::: Given records :::

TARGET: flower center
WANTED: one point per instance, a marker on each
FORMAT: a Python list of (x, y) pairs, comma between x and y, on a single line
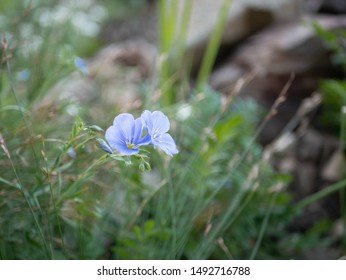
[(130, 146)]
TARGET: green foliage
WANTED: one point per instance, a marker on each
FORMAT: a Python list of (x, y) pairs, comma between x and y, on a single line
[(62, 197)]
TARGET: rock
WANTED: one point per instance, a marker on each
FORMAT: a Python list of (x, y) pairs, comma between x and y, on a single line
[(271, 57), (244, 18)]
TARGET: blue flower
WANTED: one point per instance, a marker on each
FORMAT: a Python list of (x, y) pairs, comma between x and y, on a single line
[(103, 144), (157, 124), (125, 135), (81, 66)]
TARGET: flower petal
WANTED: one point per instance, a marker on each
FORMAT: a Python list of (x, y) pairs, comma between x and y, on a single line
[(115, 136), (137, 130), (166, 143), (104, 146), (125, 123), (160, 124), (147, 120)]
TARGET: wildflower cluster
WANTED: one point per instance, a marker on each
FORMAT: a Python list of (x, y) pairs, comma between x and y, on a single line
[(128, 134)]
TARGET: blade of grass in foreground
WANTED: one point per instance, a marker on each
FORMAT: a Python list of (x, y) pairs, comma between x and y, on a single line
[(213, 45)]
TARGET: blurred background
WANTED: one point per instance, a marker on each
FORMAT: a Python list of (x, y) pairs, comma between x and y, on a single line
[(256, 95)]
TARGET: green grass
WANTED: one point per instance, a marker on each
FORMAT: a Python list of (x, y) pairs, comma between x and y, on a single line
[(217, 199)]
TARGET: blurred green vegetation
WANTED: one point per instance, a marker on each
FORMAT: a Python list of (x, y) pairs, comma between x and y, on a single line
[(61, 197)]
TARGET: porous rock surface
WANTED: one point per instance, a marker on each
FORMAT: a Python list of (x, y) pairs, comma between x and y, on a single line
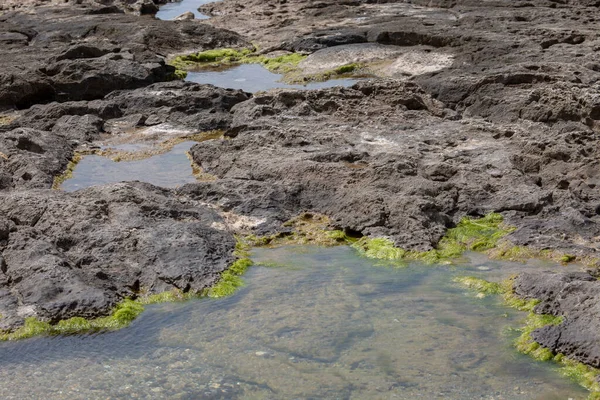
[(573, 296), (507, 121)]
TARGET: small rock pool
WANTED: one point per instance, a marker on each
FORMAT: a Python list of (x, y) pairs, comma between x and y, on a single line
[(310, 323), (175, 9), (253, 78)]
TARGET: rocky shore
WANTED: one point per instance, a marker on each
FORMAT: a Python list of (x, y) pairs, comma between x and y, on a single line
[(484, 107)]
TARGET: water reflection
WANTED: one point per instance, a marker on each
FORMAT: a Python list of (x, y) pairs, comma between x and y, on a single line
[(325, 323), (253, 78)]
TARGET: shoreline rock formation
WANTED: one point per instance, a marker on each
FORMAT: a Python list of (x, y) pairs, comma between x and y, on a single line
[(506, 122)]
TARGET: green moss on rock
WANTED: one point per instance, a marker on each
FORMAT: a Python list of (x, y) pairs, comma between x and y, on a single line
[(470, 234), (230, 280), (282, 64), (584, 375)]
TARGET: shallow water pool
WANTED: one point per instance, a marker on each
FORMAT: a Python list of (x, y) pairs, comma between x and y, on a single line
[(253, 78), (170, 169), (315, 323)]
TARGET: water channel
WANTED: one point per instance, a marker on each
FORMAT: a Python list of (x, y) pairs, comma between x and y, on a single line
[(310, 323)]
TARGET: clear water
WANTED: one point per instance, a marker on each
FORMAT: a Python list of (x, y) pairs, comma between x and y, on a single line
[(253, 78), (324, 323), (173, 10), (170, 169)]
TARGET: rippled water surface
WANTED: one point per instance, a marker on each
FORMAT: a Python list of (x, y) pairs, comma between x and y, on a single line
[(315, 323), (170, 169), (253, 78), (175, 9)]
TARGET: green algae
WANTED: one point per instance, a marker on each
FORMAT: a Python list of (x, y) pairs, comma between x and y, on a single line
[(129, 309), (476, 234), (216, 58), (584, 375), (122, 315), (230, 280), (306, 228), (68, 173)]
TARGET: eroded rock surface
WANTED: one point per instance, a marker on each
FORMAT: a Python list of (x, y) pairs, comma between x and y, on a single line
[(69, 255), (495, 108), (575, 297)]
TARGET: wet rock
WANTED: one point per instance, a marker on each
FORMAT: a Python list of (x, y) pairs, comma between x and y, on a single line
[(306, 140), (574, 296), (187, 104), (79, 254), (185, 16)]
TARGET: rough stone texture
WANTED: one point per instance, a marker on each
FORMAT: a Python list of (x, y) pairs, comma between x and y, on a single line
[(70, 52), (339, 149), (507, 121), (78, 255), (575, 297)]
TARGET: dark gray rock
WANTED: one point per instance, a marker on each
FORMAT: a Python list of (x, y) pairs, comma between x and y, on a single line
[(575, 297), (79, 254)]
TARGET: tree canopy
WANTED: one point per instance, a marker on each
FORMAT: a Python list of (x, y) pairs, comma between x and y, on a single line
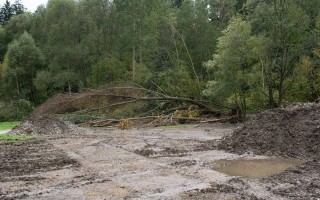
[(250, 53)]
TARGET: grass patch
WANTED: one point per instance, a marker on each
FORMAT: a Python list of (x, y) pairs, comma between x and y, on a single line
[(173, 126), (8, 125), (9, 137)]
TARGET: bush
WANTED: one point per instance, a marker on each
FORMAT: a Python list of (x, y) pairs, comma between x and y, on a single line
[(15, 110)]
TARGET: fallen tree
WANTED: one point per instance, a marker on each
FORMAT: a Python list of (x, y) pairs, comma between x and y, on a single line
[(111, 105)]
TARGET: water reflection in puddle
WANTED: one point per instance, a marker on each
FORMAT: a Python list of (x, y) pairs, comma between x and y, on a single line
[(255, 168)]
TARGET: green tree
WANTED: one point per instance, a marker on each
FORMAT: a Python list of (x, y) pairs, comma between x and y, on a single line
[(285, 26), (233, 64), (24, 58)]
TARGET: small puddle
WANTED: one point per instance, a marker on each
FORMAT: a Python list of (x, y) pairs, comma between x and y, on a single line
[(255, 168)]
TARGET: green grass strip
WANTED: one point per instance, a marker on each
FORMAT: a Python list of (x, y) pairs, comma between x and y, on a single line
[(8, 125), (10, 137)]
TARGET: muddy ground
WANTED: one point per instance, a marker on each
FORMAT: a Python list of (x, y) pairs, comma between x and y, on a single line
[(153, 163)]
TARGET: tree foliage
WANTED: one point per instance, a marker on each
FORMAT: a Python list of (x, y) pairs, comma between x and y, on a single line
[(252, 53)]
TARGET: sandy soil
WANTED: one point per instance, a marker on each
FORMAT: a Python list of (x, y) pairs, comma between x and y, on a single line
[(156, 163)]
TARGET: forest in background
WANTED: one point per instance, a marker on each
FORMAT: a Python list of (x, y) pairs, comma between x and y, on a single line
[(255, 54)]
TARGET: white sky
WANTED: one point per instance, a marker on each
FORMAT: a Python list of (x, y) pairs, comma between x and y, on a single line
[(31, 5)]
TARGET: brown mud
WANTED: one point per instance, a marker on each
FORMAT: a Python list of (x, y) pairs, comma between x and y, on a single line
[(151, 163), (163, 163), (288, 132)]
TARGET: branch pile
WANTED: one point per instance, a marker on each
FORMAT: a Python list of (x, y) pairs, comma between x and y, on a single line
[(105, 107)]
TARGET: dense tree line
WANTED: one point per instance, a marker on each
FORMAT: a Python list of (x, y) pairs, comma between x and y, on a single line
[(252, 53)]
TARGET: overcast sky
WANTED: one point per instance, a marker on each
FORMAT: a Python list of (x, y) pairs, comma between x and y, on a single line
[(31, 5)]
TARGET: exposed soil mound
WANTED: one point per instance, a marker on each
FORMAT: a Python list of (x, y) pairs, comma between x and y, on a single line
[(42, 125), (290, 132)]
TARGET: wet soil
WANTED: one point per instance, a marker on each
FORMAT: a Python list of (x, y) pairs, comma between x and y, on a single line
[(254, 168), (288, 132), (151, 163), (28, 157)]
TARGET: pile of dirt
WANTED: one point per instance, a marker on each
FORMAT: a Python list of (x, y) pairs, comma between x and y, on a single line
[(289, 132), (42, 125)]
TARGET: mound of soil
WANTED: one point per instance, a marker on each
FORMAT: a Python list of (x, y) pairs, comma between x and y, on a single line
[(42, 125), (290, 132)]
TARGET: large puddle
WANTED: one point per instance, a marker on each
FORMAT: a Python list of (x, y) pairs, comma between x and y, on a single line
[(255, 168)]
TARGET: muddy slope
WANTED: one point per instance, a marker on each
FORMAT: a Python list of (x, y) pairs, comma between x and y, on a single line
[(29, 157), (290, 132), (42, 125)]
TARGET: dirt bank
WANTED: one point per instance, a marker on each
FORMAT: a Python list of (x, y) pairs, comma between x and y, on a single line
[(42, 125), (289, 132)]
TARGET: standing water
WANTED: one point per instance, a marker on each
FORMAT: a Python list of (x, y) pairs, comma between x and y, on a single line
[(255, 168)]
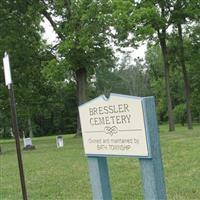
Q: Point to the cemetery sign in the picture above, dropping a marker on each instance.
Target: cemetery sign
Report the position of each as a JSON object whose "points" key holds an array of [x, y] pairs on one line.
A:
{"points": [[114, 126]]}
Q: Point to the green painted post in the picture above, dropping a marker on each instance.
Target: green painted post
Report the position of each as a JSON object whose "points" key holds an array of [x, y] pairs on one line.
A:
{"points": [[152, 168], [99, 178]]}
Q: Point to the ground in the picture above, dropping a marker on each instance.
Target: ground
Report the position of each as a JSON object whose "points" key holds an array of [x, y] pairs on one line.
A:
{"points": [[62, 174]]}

:::

> Work instructions: Using the records above, copy exactly the lines from the one containing "Q: Point to the ground" through the last, inclusive, and nothing else.

> Answer to this exercise:
Q: Point to the ground in the picture above, dropping a marker on each instance.
Target: ground
Report the position of each as a JSON object whose "points" key holds an array of [x, y] pairs on one line.
A:
{"points": [[62, 174]]}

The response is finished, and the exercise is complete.